Provided data –

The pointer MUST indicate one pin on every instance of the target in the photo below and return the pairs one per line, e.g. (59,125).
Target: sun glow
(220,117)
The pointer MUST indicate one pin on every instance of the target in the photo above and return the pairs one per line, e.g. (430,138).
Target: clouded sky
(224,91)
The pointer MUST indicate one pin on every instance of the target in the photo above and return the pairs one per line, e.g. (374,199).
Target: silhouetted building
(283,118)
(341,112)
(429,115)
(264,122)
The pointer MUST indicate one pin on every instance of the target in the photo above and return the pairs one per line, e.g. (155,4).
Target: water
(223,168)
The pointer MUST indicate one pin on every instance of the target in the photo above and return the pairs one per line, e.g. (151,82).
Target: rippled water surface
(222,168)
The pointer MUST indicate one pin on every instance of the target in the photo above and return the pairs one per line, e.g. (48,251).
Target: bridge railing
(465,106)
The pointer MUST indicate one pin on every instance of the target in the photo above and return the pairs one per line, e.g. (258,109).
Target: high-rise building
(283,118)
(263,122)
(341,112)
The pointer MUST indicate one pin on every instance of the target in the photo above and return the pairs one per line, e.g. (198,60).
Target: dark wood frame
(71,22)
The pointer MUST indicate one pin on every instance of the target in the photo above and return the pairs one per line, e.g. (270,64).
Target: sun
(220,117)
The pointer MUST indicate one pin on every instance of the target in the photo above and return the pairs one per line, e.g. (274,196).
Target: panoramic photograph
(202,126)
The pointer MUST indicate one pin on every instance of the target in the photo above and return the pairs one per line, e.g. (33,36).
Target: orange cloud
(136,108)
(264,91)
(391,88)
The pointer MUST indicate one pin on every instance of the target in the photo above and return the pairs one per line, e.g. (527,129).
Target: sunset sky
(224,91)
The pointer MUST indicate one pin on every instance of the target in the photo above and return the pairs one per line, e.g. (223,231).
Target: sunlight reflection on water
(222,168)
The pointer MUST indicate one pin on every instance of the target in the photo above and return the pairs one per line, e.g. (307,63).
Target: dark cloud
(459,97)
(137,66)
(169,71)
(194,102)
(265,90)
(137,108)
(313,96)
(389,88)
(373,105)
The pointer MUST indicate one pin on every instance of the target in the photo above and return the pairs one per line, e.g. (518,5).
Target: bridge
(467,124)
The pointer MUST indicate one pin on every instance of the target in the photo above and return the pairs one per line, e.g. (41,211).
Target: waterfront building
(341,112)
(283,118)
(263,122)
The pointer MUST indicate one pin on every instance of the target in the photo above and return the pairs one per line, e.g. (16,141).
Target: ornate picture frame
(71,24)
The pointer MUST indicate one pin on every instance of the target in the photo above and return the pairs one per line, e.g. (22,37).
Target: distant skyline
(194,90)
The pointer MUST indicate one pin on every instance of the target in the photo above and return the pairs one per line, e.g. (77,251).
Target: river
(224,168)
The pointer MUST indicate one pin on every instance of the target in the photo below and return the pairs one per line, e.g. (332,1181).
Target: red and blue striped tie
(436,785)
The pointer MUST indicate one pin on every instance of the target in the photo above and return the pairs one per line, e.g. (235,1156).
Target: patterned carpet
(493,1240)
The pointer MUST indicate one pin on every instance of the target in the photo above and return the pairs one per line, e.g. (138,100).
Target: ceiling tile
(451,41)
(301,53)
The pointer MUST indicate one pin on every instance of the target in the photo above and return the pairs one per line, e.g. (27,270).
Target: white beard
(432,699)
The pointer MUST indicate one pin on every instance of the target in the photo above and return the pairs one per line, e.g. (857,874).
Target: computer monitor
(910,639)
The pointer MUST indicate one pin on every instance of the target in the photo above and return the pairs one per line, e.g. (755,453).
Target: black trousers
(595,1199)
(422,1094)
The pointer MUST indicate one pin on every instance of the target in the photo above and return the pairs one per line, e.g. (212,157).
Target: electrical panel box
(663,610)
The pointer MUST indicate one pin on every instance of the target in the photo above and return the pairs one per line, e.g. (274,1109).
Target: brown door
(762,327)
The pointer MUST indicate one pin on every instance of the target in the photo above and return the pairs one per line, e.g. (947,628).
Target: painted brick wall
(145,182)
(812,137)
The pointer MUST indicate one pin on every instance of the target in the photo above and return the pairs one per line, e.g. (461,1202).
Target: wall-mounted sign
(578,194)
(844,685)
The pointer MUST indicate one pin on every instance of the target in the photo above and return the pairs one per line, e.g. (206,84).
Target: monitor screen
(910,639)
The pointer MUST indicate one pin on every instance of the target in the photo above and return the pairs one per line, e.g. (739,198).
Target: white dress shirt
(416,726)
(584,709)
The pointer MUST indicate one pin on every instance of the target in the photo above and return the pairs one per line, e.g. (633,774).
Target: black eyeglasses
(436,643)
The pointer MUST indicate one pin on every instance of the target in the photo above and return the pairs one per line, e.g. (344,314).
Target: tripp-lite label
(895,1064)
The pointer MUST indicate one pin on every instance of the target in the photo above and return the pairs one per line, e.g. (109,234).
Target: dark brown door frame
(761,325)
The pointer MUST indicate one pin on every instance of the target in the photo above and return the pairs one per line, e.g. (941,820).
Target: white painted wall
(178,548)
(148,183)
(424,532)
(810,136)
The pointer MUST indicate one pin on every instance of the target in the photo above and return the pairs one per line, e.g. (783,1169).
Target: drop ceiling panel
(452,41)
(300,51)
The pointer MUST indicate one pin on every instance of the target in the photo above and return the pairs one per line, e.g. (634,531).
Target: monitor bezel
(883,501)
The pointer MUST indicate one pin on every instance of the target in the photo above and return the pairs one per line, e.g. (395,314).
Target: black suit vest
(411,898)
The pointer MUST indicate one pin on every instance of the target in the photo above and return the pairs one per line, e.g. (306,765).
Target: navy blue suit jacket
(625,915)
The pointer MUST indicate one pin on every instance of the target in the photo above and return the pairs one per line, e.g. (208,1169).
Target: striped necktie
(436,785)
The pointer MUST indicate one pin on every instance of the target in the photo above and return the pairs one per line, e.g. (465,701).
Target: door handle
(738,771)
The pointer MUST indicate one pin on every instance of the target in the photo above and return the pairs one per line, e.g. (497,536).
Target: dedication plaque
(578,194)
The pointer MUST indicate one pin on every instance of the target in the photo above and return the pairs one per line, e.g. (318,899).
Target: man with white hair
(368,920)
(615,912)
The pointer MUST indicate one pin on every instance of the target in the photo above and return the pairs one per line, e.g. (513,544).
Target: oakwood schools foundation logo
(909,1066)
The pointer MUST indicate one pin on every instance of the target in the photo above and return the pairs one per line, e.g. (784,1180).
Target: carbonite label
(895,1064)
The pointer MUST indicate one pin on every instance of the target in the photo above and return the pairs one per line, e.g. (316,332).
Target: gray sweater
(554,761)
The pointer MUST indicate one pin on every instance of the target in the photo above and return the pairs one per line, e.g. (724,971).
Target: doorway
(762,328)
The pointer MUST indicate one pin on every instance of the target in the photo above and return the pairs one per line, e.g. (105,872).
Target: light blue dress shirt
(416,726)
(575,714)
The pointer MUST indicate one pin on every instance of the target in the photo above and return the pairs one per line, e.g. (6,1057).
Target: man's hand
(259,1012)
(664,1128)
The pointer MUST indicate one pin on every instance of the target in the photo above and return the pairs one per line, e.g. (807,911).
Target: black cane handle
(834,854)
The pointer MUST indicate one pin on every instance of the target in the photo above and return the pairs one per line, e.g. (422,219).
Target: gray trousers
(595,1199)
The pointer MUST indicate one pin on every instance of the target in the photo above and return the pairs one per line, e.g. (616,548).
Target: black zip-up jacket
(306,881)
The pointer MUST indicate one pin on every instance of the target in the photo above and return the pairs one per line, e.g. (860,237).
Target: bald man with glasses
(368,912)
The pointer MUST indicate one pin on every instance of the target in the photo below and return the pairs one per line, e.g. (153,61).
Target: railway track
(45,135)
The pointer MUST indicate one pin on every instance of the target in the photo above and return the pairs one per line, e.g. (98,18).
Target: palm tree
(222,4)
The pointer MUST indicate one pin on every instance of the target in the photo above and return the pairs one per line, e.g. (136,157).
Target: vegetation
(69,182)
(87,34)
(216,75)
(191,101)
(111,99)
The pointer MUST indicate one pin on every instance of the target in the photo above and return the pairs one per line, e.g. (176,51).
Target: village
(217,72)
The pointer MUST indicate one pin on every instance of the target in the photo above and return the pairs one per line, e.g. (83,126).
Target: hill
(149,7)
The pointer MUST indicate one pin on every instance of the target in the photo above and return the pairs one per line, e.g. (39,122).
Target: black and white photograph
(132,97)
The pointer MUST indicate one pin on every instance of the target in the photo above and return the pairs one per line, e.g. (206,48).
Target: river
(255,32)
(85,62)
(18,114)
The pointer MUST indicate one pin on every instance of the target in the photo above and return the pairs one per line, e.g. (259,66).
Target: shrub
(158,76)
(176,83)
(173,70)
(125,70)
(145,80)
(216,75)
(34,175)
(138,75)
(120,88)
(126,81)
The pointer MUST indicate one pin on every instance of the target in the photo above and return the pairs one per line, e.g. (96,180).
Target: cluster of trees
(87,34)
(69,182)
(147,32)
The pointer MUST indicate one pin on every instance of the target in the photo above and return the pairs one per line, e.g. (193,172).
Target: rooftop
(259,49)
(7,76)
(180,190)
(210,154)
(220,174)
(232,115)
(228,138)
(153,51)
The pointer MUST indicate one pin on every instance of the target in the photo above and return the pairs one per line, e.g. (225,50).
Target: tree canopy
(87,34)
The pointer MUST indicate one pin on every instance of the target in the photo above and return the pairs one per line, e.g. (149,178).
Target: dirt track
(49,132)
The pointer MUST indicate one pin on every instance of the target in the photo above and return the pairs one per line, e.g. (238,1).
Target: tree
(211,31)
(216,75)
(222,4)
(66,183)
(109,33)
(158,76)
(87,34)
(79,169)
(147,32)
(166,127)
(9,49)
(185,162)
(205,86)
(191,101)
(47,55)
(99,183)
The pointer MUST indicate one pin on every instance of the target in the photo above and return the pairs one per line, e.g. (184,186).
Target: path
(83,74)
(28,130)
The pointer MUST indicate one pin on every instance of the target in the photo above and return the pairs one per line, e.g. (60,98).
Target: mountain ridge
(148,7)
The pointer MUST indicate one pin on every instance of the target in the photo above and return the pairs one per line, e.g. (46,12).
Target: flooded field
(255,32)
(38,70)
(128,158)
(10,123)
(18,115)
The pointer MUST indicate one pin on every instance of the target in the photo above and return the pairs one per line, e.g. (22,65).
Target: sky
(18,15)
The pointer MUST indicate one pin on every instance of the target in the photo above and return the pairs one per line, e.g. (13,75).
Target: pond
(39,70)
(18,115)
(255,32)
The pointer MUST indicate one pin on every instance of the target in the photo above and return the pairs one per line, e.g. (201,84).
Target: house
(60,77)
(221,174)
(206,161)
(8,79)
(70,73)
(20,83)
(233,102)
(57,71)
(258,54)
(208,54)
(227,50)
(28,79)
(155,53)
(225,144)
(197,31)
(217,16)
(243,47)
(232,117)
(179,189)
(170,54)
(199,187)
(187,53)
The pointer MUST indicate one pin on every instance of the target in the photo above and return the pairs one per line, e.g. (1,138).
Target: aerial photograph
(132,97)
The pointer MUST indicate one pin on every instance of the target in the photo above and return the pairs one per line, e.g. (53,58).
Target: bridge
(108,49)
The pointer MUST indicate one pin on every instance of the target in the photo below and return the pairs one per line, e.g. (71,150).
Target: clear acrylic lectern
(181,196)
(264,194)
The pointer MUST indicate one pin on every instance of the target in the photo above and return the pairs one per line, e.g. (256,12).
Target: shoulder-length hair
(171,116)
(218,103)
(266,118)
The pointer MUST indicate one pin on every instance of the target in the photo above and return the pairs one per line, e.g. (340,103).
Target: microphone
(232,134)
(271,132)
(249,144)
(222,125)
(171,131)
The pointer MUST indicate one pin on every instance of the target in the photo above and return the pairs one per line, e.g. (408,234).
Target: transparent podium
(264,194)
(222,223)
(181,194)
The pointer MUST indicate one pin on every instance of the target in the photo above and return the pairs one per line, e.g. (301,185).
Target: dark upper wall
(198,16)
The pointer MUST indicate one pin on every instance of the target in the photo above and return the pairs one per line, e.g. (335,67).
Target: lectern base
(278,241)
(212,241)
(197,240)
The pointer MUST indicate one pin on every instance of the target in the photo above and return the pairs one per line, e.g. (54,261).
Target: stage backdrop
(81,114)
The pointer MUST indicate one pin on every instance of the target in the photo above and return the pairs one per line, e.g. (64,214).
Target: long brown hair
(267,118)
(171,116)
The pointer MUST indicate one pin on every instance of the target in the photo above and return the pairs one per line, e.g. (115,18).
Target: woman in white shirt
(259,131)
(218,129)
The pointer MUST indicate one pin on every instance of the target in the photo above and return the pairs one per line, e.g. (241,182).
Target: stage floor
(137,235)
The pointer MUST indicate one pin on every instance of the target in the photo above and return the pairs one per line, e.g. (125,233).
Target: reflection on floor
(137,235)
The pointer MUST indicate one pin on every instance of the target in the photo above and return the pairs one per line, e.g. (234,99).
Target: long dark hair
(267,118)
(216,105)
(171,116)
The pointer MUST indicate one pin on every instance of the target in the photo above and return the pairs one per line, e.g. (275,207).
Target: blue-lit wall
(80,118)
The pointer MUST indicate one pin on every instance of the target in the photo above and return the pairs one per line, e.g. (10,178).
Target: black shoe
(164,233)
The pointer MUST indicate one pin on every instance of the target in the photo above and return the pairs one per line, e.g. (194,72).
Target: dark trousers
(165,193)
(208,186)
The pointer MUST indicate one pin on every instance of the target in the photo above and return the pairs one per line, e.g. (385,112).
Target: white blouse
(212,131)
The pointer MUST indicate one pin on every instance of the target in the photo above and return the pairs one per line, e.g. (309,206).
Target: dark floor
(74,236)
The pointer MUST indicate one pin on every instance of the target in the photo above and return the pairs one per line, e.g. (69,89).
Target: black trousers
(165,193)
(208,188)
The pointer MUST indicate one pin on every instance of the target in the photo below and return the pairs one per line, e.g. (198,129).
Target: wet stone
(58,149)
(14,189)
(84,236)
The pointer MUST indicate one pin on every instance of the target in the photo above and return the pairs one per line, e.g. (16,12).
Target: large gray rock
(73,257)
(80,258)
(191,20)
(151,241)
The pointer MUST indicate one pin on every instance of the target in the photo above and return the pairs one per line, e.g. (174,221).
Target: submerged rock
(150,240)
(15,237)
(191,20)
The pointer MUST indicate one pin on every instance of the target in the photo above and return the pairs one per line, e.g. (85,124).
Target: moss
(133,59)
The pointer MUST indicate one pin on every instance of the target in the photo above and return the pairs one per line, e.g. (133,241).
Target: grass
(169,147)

What to work on – Beginning with the line holding "Target: light blue dress shirt" and ending with the line holding "line, e.g. (807,911).", write out the stretch of material above exactly; add no further lines.

Reply to the exercise –
Target: light blue dress shirt
(416,726)
(575,714)
The pointer MUST indicate one pin on every instance of the target in the photo above and return the pairs one per line, e.g. (6,1057).
Target: man's hand
(259,1012)
(664,1128)
The pointer MUST indicate one pin on every instance of the target in the photo above and return the pairs one per line, e.g. (807,911).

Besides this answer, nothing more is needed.